* **Assigned task**
Which lines in the records below contain the word "tall"? Copy each one out.

* **Dataset extract**

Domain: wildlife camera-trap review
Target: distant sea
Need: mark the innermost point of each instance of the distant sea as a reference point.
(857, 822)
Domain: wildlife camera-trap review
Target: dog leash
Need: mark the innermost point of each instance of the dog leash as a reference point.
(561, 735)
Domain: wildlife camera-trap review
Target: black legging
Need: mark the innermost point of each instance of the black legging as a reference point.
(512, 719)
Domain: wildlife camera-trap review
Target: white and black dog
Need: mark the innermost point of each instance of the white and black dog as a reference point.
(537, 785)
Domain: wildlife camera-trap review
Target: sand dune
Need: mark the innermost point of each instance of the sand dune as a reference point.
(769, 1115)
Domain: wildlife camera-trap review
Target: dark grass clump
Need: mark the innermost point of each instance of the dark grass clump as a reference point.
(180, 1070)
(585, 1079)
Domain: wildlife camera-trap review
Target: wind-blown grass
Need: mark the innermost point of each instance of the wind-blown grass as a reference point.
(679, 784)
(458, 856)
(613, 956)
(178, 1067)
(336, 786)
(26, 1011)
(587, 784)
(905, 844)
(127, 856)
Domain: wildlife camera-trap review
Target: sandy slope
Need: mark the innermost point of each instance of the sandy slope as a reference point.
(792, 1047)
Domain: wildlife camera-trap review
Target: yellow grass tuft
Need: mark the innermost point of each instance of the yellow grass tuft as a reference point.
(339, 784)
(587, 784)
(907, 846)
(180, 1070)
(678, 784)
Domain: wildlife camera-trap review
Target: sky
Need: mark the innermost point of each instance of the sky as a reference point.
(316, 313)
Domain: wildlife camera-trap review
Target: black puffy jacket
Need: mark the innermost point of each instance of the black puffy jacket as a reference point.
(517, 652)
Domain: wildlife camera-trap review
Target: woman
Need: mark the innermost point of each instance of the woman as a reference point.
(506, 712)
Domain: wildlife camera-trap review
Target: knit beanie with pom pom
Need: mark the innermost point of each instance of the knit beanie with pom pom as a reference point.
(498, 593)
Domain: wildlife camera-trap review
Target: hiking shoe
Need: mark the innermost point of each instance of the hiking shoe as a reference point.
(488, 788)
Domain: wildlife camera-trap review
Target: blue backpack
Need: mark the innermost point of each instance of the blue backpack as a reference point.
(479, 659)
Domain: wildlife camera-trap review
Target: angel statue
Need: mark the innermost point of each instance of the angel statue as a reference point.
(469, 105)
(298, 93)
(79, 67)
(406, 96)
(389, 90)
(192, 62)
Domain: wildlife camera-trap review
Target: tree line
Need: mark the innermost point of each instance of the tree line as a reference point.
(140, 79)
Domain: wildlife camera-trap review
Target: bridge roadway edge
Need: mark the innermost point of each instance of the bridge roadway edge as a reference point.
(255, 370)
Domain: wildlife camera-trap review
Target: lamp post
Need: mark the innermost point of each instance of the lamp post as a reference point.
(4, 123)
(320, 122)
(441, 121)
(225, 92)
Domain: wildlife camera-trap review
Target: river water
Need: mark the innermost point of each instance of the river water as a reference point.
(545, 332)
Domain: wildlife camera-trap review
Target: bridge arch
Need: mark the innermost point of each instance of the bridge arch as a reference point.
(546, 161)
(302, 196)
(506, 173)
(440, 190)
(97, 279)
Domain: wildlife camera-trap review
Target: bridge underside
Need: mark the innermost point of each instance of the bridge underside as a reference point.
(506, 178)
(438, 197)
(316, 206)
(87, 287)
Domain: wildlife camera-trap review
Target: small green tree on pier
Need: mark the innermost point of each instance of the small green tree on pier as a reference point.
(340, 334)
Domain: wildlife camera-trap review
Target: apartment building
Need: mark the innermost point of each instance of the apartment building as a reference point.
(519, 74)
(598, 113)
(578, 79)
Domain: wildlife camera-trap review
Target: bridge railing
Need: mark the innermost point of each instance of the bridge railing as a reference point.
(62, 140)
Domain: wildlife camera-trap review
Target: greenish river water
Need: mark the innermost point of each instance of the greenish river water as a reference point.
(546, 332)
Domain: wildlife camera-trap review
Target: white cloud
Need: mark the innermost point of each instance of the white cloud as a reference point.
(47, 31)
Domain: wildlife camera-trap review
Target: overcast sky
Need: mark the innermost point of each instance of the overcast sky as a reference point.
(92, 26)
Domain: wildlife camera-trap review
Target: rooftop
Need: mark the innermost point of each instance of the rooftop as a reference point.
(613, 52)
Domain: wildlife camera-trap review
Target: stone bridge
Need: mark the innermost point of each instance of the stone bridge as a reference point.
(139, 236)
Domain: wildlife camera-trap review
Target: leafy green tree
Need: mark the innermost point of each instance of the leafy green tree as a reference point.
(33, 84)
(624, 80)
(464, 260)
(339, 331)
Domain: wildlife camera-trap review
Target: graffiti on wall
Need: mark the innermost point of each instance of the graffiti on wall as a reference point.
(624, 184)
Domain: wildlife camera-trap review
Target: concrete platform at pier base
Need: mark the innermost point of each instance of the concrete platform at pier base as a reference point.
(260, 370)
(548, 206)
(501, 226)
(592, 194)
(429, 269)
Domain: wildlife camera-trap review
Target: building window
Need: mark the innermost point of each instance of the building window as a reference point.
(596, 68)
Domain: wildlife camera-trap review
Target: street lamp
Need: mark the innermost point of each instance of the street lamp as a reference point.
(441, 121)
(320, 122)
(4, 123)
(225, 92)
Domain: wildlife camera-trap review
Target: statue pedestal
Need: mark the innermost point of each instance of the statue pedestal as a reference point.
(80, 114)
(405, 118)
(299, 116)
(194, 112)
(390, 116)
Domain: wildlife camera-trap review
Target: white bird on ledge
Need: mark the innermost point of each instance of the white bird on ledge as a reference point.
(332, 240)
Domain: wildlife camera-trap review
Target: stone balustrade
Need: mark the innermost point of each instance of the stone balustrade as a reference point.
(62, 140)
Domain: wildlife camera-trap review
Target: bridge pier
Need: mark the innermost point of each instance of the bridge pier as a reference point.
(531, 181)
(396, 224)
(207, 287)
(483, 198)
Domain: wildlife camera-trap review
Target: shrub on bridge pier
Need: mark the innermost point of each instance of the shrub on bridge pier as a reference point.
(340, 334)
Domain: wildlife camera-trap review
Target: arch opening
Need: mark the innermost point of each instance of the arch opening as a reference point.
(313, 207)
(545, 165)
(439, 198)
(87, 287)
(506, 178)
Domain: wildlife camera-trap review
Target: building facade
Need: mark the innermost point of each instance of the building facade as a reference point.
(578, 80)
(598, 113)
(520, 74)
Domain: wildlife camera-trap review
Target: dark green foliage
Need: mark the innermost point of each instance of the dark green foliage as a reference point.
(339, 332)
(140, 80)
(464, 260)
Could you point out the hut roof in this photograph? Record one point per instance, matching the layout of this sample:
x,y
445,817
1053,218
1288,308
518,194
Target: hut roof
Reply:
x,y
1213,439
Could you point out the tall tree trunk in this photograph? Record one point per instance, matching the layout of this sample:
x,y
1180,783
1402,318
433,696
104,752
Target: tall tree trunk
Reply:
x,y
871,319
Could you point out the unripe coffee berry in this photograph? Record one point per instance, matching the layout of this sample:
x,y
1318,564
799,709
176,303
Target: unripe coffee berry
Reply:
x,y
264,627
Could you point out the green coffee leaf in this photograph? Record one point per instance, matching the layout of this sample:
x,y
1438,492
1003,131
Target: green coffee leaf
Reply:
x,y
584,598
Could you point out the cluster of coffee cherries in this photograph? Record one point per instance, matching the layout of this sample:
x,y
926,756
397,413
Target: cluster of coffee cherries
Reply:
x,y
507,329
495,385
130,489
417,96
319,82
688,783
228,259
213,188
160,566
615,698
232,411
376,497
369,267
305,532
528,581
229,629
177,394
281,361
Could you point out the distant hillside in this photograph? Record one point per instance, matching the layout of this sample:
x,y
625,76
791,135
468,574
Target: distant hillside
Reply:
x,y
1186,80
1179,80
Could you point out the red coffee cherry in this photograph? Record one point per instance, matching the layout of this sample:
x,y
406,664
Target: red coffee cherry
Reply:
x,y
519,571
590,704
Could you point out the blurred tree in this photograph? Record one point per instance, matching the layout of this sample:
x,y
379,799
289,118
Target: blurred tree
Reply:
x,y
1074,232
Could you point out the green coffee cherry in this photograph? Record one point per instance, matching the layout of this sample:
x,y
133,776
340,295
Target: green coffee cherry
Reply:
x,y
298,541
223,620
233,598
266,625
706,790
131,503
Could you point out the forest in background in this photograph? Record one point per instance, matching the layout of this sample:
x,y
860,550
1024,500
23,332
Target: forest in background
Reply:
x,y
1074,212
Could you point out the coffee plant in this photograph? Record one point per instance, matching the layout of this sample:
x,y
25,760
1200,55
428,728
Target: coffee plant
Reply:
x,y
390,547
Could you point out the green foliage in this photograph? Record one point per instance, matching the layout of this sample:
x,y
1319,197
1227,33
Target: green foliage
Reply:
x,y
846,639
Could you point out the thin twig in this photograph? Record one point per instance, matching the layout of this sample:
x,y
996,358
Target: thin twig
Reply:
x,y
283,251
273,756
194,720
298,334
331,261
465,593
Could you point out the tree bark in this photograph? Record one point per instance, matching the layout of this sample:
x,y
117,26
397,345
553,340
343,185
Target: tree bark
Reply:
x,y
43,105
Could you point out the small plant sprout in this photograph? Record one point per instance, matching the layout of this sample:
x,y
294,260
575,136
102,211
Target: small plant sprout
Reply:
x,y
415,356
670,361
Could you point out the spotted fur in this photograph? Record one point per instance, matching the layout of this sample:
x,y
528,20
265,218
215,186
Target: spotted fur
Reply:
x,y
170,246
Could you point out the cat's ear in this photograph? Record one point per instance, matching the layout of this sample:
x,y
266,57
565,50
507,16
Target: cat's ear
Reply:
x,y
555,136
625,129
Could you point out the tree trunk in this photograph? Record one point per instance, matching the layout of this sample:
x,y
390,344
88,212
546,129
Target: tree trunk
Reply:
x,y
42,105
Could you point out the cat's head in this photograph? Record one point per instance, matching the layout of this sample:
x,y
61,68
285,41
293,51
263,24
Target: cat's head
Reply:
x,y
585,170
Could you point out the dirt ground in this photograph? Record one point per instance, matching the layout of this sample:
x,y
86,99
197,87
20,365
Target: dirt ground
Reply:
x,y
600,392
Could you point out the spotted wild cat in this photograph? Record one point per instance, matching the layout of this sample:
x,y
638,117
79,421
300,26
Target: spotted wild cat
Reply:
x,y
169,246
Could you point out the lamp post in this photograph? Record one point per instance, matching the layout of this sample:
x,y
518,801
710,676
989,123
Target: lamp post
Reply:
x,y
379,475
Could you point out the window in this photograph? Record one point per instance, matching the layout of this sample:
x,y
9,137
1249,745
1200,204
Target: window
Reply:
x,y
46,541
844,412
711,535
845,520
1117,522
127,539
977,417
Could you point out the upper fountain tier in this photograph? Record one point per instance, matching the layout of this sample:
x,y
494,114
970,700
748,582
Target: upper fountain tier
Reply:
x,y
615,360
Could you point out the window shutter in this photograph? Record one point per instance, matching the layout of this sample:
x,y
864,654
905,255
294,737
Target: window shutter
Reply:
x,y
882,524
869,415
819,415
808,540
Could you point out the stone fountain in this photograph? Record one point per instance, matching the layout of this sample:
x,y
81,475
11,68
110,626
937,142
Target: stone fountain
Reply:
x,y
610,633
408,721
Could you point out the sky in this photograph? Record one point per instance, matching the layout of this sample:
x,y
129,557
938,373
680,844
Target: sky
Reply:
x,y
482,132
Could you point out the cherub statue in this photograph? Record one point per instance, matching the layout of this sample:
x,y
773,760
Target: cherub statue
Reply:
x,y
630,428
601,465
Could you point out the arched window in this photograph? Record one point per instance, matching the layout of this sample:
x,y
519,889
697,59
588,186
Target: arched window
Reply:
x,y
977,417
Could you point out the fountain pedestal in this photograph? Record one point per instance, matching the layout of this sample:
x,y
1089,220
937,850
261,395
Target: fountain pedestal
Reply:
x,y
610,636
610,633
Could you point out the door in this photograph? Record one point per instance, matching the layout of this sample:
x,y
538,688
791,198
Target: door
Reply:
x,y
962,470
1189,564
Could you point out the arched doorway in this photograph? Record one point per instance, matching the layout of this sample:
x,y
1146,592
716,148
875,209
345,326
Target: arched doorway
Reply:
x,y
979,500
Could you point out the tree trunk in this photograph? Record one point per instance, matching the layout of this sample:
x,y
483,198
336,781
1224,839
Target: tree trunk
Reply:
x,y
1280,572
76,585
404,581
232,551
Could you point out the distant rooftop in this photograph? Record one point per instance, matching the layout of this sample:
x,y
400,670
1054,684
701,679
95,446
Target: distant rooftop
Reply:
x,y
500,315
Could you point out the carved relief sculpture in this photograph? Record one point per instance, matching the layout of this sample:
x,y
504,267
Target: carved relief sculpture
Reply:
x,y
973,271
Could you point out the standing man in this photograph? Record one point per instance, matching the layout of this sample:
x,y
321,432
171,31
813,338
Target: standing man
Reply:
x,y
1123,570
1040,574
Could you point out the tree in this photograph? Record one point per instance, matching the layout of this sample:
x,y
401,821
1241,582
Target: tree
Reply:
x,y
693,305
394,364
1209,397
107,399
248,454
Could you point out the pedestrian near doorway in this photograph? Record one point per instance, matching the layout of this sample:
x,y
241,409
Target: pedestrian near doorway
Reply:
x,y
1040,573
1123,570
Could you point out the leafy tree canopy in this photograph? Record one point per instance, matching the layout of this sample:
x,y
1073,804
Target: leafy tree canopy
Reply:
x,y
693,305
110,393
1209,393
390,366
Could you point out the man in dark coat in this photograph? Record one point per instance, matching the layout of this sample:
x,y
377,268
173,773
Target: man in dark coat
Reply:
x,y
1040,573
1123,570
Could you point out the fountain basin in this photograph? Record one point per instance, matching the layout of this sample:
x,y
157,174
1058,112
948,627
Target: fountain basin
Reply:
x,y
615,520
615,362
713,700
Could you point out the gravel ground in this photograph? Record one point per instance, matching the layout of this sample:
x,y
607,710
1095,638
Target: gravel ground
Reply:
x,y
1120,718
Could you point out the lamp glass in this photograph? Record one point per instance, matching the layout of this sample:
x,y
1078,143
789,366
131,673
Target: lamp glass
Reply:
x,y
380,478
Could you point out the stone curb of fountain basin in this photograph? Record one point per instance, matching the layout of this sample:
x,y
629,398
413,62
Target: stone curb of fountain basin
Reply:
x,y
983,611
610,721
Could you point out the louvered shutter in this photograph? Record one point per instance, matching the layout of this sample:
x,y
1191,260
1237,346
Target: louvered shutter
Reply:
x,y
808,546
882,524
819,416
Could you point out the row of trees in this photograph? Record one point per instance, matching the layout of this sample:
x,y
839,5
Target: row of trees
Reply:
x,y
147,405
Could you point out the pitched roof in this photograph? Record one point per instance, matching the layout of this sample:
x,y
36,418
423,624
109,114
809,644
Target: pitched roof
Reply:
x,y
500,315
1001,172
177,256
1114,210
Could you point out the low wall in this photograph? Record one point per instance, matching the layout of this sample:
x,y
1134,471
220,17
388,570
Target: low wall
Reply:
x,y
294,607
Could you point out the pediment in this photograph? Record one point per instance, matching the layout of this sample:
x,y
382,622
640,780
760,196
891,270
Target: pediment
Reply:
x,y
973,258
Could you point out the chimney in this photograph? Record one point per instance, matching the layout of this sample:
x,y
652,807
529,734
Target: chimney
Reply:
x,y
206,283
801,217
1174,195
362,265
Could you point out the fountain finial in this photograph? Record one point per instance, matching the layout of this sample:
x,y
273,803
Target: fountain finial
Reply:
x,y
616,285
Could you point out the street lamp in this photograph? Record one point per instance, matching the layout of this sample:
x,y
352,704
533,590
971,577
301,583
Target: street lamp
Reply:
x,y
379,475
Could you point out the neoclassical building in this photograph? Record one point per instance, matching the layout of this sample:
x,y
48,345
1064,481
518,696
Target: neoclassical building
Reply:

* **Answer for this exercise**
Could you point out the tall tree trunk in this photograph? Record one point per instance, matching the layout of this sample:
Target: tall tree trunk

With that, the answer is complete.